## DATASET ENTRIES
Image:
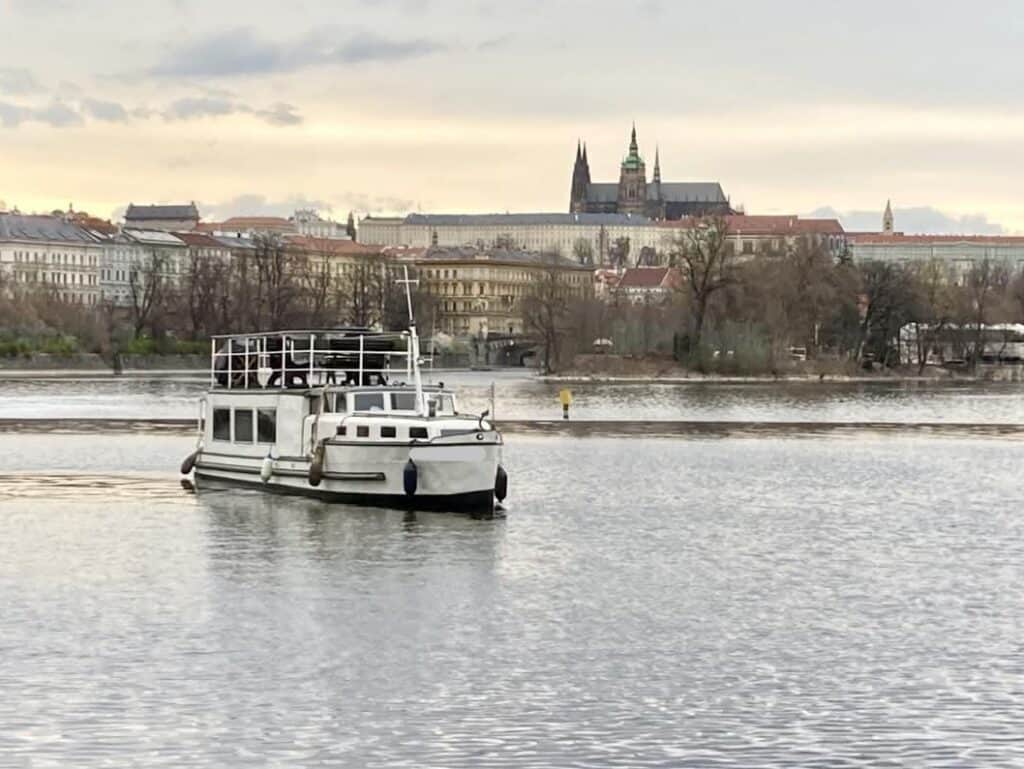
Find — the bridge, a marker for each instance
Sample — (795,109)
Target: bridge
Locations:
(505,349)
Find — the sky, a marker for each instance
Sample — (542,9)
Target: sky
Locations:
(394,105)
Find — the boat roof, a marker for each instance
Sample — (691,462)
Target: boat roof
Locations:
(337,332)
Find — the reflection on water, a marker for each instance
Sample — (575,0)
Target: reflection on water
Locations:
(519,395)
(731,602)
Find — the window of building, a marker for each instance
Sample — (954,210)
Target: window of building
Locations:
(266,426)
(243,425)
(221,424)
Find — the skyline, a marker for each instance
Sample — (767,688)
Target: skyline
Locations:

## WHAT IS ASKED
Update the stretch from the line containing "Find — the reflection" through the last of the lines above, replacing "Target" with "Object" and leaving everything else unchanged. Return only those lines.

## THE REPLY
Find — the reflection on water, a marker for each instance
Sample — (575,0)
Object: reflection on water
Locations:
(519,395)
(731,602)
Find — the window of building, a marker for each instance
Sample — (954,210)
Object: window of building
Locations:
(266,426)
(243,425)
(221,424)
Find — the skyline, a marker for each instance
Sample — (767,688)
Object: skyline
Locations:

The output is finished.